Annotated photo localization data
____

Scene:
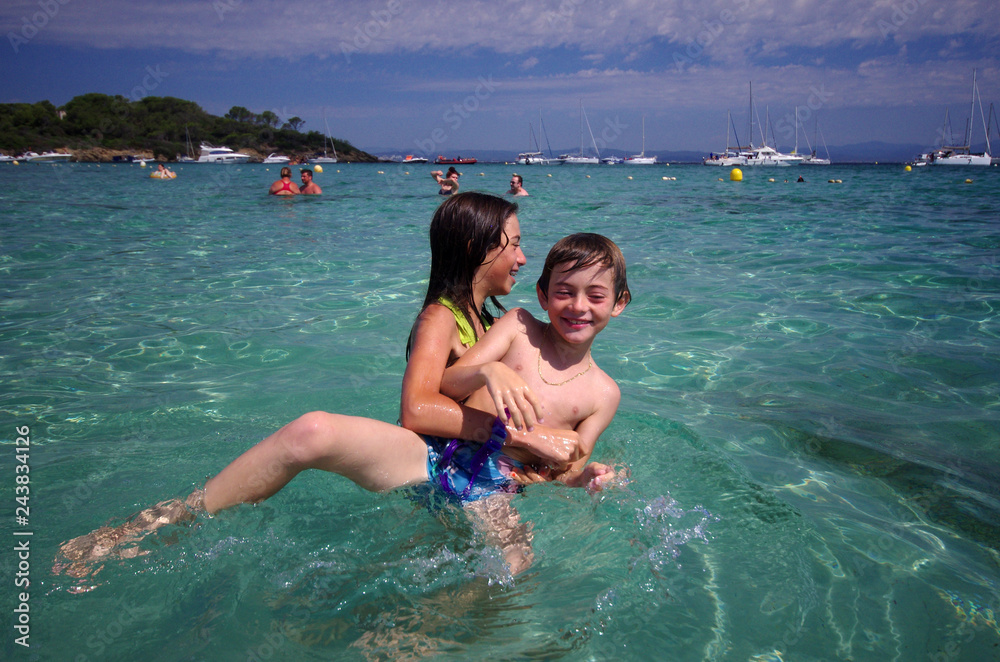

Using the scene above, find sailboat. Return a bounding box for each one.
[743,88,802,167]
[311,111,338,164]
[559,101,601,164]
[703,110,746,166]
[176,126,197,162]
[625,116,657,164]
[799,111,831,165]
[911,69,992,166]
[516,117,552,164]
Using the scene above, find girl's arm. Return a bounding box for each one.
[399,304,499,444]
[441,309,544,431]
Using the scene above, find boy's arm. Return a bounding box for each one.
[441,309,544,431]
[551,381,621,488]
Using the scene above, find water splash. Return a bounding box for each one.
[634,494,718,572]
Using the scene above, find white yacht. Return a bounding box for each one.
[262,153,290,164]
[703,111,747,166]
[798,112,831,165]
[23,151,73,162]
[625,116,657,164]
[910,70,993,167]
[197,143,252,164]
[744,145,803,167]
[516,151,553,165]
[311,112,338,163]
[560,101,601,164]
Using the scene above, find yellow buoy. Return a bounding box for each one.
[904,165,912,172]
[12,160,18,165]
[627,176,633,180]
[662,176,668,180]
[768,178,775,182]
[730,168,742,182]
[314,165,323,173]
[586,175,591,178]
[965,178,973,183]
[547,173,552,177]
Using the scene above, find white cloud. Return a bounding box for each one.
[3,0,997,60]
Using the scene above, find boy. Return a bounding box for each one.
[435,232,629,573]
[442,231,630,491]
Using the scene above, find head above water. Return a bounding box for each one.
[537,233,631,308]
[410,192,520,356]
[280,166,292,178]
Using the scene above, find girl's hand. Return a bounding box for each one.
[509,464,553,486]
[482,362,545,430]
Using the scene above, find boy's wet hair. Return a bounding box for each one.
[537,233,631,306]
[408,192,519,358]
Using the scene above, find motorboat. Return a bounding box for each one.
[197,143,252,164]
[401,154,428,164]
[744,145,803,167]
[601,155,624,165]
[23,151,73,162]
[435,156,477,164]
[560,154,600,164]
[262,153,291,164]
[0,154,16,163]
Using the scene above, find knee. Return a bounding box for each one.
[278,411,341,467]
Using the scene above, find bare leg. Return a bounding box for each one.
[203,411,430,512]
[464,494,534,575]
[55,412,430,569]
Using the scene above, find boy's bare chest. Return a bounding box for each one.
[502,344,597,429]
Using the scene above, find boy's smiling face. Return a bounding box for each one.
[537,261,627,344]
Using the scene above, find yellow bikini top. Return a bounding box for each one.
[438,297,489,348]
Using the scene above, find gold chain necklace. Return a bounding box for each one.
[537,328,593,386]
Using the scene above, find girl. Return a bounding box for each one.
[58,192,579,572]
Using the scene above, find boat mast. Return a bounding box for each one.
[966,68,976,151]
[793,106,798,155]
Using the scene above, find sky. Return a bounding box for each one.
[2,0,998,157]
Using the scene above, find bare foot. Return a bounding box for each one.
[54,490,204,576]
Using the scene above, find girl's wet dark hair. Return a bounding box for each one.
[406,192,519,359]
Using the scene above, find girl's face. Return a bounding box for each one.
[474,214,526,298]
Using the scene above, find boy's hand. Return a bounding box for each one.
[482,362,545,430]
[565,462,620,494]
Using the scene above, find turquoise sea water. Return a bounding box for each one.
[1,161,999,661]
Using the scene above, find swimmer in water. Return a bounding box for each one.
[431,166,460,195]
[268,166,300,195]
[507,173,529,197]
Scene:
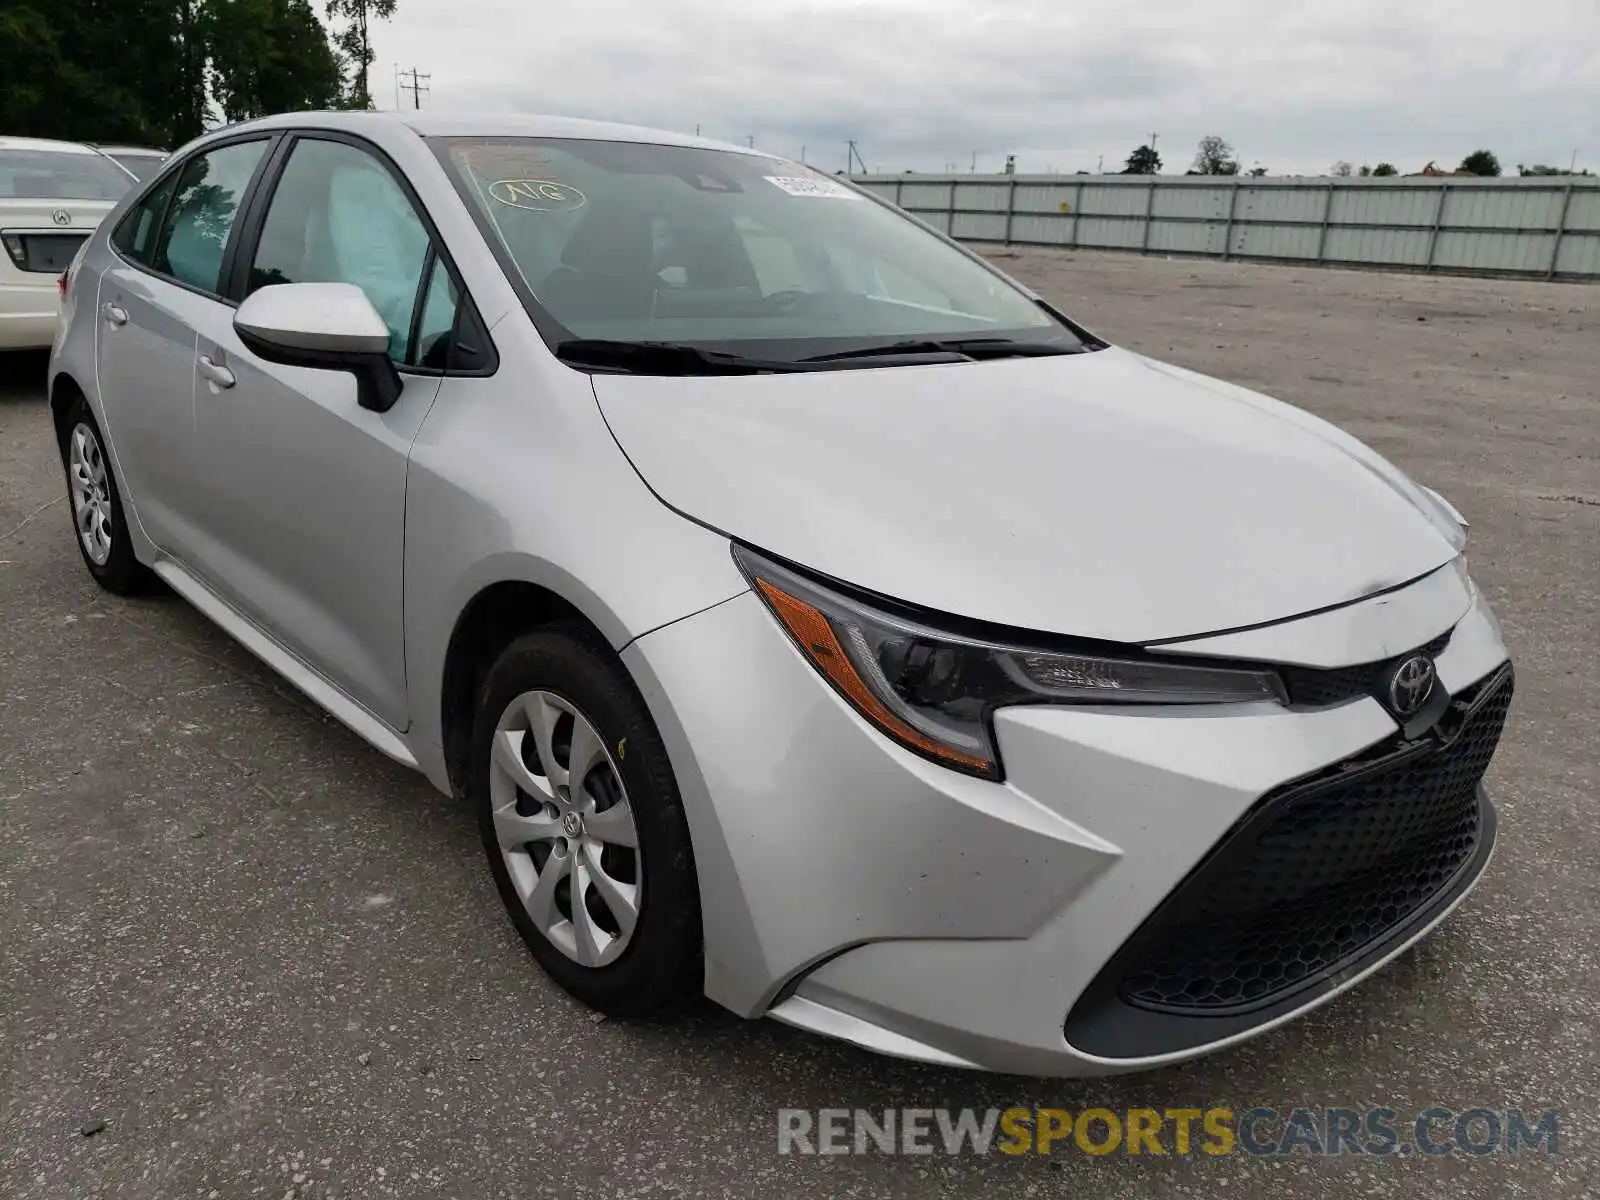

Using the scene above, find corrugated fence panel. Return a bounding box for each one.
[953,184,1008,212]
[1077,184,1149,217]
[1556,234,1600,276]
[1238,186,1325,224]
[1148,219,1222,254]
[1232,222,1320,260]
[950,212,1007,241]
[1008,213,1072,245]
[1152,186,1231,219]
[1433,231,1552,273]
[1322,226,1432,266]
[1327,187,1439,228]
[1013,183,1080,213]
[898,182,953,211]
[853,175,1600,279]
[1443,187,1564,230]
[1075,216,1144,249]
[1565,190,1600,231]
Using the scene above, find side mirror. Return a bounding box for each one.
[234,282,403,413]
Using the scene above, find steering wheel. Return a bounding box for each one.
[760,289,812,314]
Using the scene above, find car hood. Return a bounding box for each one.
[592,346,1461,643]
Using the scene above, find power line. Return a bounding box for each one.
[397,66,431,111]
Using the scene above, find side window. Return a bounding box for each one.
[412,256,460,369]
[151,140,267,293]
[111,173,179,265]
[248,138,429,362]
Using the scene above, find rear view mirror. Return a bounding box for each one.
[234,282,402,412]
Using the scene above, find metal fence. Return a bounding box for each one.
[850,173,1600,281]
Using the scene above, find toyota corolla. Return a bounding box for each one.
[47,111,1513,1076]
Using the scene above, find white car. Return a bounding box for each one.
[91,144,169,183]
[1,136,134,350]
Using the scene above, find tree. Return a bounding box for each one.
[210,0,342,122]
[1358,164,1372,177]
[1121,144,1161,175]
[1330,160,1354,177]
[1372,162,1398,176]
[1458,149,1501,177]
[1191,135,1239,176]
[1246,165,1268,177]
[326,0,398,109]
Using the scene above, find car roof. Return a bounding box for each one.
[212,109,777,159]
[0,136,100,155]
[91,144,167,156]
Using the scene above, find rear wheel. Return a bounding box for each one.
[59,396,148,594]
[471,622,702,1015]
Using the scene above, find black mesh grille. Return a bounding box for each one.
[1280,630,1452,709]
[1118,667,1512,1014]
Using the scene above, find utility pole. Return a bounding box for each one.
[392,62,400,110]
[746,134,756,148]
[397,67,431,110]
[1097,153,1104,173]
[846,140,867,175]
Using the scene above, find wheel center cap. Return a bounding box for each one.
[561,811,583,838]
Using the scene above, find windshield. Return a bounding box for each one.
[0,149,134,200]
[109,153,164,182]
[433,137,1087,364]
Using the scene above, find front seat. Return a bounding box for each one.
[536,202,657,324]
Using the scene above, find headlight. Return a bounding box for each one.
[734,546,1287,780]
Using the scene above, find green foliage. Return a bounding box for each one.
[1372,163,1398,176]
[1458,150,1501,177]
[326,0,398,109]
[0,0,375,145]
[210,0,343,122]
[1121,144,1161,175]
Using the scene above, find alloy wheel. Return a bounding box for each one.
[488,689,642,967]
[69,422,113,566]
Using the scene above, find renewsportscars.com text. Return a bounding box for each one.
[778,1106,1560,1158]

____

Exercise details: Would you return all the data exactly as given, minus the pictures?

Solution:
Scene:

Using the scene above, find sailboat. Return a bounding box for each one.
[743,88,802,167]
[311,111,338,164]
[559,101,601,164]
[703,110,746,166]
[176,126,197,162]
[625,116,657,164]
[799,111,831,165]
[911,69,992,166]
[516,117,552,164]
Using the scene above, find girl's arm. Return a bounding box for each one.
[399,304,499,444]
[441,309,544,431]
Using the scene above, find boy's arm. Return a bounding box for each one.
[441,309,544,431]
[551,381,621,488]
Using the scene above, find water splash. Return a bounding box for each one.
[634,494,718,572]
Using the scene above, find white yacht. Return a bounding box for each one.
[262,153,290,164]
[703,111,747,166]
[798,112,831,165]
[23,151,73,162]
[625,116,657,164]
[910,70,993,167]
[197,143,252,164]
[744,145,803,167]
[516,151,553,165]
[311,112,338,163]
[560,101,601,164]
Using the scene above, find yellow buoy. Return a bounding box for each one.
[904,165,912,172]
[12,160,18,165]
[627,176,633,180]
[662,176,668,180]
[768,178,775,182]
[730,168,742,182]
[314,165,323,173]
[586,175,591,178]
[965,178,973,183]
[547,173,552,177]
Using the scene above, find white cloud. Return a bounding box for each one.
[3,0,997,60]
Using the scene above, find boy. Return a bounding box for each one.
[435,232,629,573]
[442,231,630,491]
Using the scene above, find head above water. Return a bounding box for each one.
[537,233,631,308]
[410,192,520,356]
[280,166,292,178]
Using the scene above, find girl's hand. Return a bounding box for each one.
[509,464,553,486]
[482,362,545,430]
Using the scene above, find boy's wet hair. Return a bounding box for each one.
[537,233,631,306]
[408,192,519,358]
Using the scene above, find motorboat. Return a bounding box for each one.
[197,143,252,164]
[401,154,428,164]
[744,145,803,167]
[601,155,624,165]
[23,151,73,162]
[435,156,477,164]
[560,154,600,164]
[262,153,291,164]
[0,154,16,163]
Using the scene above, find knee. Return a bounding box for each one.
[278,411,341,467]
Using the scene above, find bare leg. Return a bounding box for each one.
[203,411,430,512]
[464,494,534,575]
[55,412,430,569]
Using the scene above, find boy's bare chest. Return a bounding box for each one.
[502,344,597,429]
Using the scene above, find boy's smiling face. Return a bounding box for each one.
[537,261,627,344]
Using the scene above, find yellow bikini top. Return a bounding box for each one.
[438,297,489,348]
Using the scene above, find gold chain necklace. Return a bounding box for each one.
[537,328,593,386]
Using the scene above, find girl. Return a bounding box for each one.
[58,192,579,572]
Using the scene above, find boat mast. Return a bounding box for each one.
[966,68,976,151]
[793,106,798,155]
Using the scene above, find sky. Return a bounding box for each one.
[2,0,998,157]
Using the scene above, find bare foot. Return a bounding box for each one.
[54,490,204,576]
Using the scene above, find girl's wet dark hair. Return a bounding box for each one.
[406,192,519,359]
Using the scene above, find girl's face. Return a bounding box for each one.
[474,214,526,298]
Using the scene above, find boy's hand. Return a bounding box for each one.
[482,362,545,430]
[565,462,620,494]
Using the scene above, find turquoise sea water. Return a bounding box for each one.
[1,161,999,661]
Using the scene above, find swimmer in water. Return a bounding box for each one.
[431,166,460,195]
[268,166,300,195]
[507,173,529,197]
Scene:

Using the scene above, find corrugated fence panel. Return a bounding box for each one.
[953,184,1008,212]
[1077,184,1149,217]
[1556,234,1600,276]
[1238,186,1325,224]
[1148,219,1222,254]
[1232,222,1320,260]
[950,212,1007,241]
[1008,213,1072,245]
[1152,186,1231,219]
[1433,231,1552,273]
[1322,226,1432,266]
[1327,187,1439,228]
[1013,183,1080,213]
[898,182,953,211]
[853,175,1600,279]
[1443,187,1564,230]
[1075,216,1144,249]
[1565,190,1600,231]
Using the scene above, find side mirror. Return a bounding box for each one.
[234,282,403,413]
Using the scene above, find steering wheel. Return a bounding box for each one.
[760,289,812,314]
Using the scene above, find car hood. Return a bounding box for each one.
[592,346,1461,643]
Using the scene above, find power line. Return a bounding box for each one.
[397,66,431,111]
Using the scene above, find side window. Return a bounding box for each one.
[412,256,460,369]
[151,140,267,293]
[111,173,179,265]
[248,138,429,362]
Using the scene above, find rear view mirror. Return a bounding box for each one.
[234,282,402,412]
Using the scene above, find metal fence. Return a bounding box for each one.
[850,173,1600,281]
Using the scene above, find toyota corolla. Return a bounding box for each one.
[47,111,1513,1076]
Using the scene above, find white car. Return a bounding box for each one.
[91,144,169,183]
[1,136,134,350]
Using the scene above, find tree. Return a bounding box for each one.
[210,0,342,122]
[1358,164,1372,177]
[1121,144,1161,175]
[1330,160,1354,177]
[1372,162,1398,176]
[1458,149,1501,177]
[1191,135,1239,176]
[1246,165,1268,177]
[326,0,398,109]
Using the scene above, find car roof. Return a bounding box for each one.
[212,109,777,159]
[0,136,100,155]
[91,144,167,156]
Using the scene above, find rear wheel. Return a bounding box for each one.
[59,396,148,594]
[471,622,702,1015]
Using the scene above, find black mesh grille. Return a bounding box for each one.
[1280,630,1452,709]
[1118,667,1512,1014]
Using the scene above, find utility pole. Return a bounding box for each one.
[392,62,400,110]
[746,134,756,148]
[397,67,431,110]
[1097,153,1104,173]
[846,140,867,175]
Using the scene above, find wheel center cap. Return a bounding box for each one.
[561,811,583,838]
Using the scene above, find windshield. Return a bounding box for each one.
[0,149,134,200]
[109,153,164,182]
[433,137,1087,364]
Using the scene above, find front seat. Return a bounding box for each one.
[536,202,657,324]
Using the scene above, find headlight. Return a bounding box for each one.
[734,546,1287,780]
Using the scene above, find green foliage. Return a bounding box for each one.
[1372,163,1398,176]
[1458,150,1501,177]
[326,0,398,109]
[0,0,375,145]
[210,0,343,122]
[1121,144,1161,175]
Using the scene above, find alloy wheel. Return a bounding box for each one.
[488,689,642,967]
[69,422,113,566]
Using the scene above, find renewsportscars.com text. Return a bounding box for each one.
[778,1106,1560,1158]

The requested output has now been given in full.